DATASET EXCERPTS>
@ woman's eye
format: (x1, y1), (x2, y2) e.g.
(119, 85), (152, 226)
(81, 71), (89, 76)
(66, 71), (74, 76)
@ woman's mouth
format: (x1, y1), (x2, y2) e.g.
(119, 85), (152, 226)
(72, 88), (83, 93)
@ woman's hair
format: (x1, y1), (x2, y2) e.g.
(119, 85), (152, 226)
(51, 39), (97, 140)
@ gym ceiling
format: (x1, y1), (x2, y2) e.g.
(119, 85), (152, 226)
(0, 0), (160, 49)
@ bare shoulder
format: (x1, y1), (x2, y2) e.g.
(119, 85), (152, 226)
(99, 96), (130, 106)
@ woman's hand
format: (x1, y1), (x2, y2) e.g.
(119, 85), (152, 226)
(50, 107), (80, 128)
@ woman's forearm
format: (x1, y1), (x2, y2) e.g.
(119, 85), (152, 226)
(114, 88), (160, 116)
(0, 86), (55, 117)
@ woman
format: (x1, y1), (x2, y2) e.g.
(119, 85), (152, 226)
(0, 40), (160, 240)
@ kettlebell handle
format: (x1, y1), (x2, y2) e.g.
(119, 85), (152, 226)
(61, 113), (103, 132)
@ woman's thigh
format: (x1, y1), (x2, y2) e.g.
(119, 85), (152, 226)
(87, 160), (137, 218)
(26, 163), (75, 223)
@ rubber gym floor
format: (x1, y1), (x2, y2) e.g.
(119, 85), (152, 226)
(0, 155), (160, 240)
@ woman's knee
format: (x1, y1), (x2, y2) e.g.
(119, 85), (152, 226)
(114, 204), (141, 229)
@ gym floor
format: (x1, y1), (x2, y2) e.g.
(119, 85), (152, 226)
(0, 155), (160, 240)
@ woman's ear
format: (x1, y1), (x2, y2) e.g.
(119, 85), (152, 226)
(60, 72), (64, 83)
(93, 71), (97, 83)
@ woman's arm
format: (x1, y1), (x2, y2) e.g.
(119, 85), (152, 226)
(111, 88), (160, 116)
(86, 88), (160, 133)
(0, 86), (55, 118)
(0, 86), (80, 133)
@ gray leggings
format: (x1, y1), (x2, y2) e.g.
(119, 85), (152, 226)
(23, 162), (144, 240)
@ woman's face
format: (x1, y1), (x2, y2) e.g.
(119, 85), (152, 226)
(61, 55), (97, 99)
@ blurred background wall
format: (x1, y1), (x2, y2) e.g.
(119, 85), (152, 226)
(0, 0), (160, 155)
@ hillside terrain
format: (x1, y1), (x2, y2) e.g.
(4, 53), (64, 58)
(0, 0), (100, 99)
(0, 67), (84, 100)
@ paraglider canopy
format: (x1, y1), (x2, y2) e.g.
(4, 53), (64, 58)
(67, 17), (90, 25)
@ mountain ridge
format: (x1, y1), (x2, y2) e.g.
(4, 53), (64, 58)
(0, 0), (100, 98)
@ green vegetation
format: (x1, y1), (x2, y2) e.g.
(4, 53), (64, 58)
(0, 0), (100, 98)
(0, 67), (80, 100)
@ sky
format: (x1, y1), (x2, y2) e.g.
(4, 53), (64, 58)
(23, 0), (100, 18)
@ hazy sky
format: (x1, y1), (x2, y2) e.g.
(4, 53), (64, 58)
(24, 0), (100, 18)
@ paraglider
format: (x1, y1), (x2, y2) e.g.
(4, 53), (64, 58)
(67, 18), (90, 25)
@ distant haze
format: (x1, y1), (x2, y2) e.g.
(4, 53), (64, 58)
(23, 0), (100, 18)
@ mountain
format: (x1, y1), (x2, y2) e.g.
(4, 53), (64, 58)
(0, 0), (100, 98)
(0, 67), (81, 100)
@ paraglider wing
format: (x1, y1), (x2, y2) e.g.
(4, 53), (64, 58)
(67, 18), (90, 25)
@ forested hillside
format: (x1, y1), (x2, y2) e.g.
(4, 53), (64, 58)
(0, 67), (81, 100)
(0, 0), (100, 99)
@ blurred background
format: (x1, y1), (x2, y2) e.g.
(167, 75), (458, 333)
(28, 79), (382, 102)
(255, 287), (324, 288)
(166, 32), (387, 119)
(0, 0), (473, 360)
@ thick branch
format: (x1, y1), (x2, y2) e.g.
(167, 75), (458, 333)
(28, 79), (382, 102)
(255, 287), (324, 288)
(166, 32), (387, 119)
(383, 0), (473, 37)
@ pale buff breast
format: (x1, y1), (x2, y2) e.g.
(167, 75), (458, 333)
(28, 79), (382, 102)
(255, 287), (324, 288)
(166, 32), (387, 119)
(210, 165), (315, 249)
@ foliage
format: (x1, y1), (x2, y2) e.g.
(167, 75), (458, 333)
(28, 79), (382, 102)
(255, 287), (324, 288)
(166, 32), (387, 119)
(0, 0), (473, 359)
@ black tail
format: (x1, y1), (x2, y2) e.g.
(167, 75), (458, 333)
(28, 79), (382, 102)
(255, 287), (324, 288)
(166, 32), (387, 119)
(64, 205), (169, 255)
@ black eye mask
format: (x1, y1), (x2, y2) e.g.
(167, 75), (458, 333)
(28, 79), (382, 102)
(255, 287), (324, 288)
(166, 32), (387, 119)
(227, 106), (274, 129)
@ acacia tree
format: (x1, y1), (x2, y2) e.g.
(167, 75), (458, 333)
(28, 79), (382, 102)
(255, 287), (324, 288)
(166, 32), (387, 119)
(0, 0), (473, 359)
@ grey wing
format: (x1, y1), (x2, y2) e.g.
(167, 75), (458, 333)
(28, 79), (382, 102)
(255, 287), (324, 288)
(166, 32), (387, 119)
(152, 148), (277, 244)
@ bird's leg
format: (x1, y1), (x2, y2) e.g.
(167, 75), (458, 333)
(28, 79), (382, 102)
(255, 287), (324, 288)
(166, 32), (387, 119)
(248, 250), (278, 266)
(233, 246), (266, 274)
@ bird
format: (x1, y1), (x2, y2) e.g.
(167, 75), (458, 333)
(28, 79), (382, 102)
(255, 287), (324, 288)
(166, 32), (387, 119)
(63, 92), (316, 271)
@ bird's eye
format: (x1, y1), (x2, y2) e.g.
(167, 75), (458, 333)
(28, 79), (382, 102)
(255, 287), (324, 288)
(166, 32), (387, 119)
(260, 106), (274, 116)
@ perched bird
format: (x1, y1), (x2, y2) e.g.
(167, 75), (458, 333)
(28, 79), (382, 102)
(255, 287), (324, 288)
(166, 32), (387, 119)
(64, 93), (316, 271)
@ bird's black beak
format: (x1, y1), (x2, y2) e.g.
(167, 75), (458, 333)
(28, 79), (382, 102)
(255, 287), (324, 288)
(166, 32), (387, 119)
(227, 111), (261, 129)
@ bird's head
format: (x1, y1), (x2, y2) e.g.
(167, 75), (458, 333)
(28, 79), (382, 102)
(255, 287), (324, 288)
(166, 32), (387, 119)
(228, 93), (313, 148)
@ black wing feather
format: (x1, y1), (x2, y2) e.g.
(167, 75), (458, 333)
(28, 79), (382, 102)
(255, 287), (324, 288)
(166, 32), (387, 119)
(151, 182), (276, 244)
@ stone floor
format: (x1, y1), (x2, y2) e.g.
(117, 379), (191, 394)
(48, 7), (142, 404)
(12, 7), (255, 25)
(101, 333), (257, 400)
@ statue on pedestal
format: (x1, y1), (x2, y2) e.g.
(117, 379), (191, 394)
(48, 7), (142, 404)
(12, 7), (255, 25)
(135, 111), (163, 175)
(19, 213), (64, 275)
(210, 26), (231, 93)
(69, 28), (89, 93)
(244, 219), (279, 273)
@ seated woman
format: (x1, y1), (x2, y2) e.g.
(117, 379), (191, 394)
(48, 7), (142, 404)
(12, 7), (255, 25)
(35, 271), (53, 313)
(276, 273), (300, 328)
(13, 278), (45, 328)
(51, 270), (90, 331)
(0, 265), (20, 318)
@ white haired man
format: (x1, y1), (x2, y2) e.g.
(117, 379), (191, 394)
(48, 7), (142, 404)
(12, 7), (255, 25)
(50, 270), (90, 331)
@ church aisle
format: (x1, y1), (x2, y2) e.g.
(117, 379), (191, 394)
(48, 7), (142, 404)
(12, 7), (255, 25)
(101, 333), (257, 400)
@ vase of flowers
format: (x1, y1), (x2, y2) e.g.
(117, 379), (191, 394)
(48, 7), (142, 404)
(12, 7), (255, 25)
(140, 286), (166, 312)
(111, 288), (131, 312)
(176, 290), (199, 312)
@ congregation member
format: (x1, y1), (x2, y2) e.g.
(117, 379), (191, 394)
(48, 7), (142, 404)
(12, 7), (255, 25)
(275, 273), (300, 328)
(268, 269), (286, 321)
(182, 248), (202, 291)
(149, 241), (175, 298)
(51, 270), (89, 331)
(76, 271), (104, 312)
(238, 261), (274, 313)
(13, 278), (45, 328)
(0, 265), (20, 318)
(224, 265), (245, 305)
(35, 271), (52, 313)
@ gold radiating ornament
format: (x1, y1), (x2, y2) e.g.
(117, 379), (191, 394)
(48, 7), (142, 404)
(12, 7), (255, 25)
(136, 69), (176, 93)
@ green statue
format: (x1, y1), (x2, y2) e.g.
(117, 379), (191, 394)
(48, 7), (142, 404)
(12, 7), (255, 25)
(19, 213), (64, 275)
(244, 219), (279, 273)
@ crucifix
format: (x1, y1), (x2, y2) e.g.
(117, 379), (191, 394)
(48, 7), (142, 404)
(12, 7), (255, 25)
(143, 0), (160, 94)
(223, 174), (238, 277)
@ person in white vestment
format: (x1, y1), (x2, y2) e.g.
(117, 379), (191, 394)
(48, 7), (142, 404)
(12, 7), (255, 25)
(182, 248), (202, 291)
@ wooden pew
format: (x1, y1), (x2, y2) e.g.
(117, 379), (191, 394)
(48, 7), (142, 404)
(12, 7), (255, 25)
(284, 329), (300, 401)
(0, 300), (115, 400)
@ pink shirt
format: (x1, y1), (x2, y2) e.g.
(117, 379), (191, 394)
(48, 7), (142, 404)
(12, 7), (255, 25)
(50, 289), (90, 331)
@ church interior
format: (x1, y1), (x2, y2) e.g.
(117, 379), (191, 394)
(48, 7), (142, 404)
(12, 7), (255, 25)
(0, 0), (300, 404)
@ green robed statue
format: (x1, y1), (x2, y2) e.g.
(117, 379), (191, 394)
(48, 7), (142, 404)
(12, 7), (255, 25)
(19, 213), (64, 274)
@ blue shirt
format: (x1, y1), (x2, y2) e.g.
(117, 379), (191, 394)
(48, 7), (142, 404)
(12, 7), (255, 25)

GOAL>
Pull out every line in the listing above that contains the string "statue", and copy each one. Capital and lowercase letters count as different.

OUTPUT FOR THIS EXERCISE>
@ statue on pedestal
@ green statue
@ green robed statue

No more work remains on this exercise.